# YOUR INSTRUCTIONS
What you return should be the lines of the data containing "below", each in full.

# RECORDS FOR PROCESSING
┌────────

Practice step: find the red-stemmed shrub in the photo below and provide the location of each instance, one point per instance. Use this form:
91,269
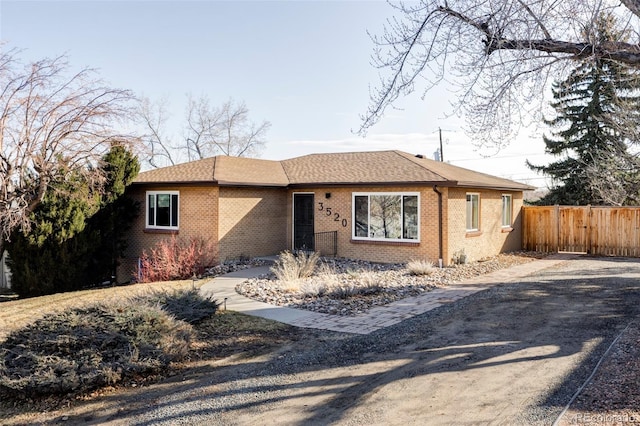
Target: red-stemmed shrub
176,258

└────────
┌────────

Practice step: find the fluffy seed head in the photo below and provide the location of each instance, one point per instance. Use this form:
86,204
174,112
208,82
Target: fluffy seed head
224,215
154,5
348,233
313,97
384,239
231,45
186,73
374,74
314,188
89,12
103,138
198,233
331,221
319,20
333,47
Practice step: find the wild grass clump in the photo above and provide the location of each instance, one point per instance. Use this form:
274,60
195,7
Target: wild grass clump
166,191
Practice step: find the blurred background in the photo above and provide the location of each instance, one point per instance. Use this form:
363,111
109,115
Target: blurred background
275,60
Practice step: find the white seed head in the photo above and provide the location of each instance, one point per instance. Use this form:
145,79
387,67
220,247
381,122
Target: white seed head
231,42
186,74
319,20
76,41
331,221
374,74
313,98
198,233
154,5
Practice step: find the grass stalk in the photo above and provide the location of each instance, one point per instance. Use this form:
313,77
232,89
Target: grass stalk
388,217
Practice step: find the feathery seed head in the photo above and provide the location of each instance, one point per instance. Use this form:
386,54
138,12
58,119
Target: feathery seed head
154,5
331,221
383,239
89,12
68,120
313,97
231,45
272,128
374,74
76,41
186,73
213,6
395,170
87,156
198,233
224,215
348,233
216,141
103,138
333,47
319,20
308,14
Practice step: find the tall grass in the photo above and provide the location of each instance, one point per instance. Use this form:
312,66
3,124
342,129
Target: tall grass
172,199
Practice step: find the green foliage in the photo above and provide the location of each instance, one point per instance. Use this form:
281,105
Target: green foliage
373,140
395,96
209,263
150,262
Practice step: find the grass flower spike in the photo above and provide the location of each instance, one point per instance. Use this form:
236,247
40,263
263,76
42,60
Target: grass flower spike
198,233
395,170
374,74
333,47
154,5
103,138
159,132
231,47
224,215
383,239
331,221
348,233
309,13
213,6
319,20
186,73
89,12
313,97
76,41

└────────

# SOLUTION TO THIS TASK
Practice step: find the red-stemmed shrub in the photo below and provide the location of each instance, one point per instance. Use this form:
Practice step: find the fluffy seed head in the photo below and provide the location of each instance, one point per instance. Use this form:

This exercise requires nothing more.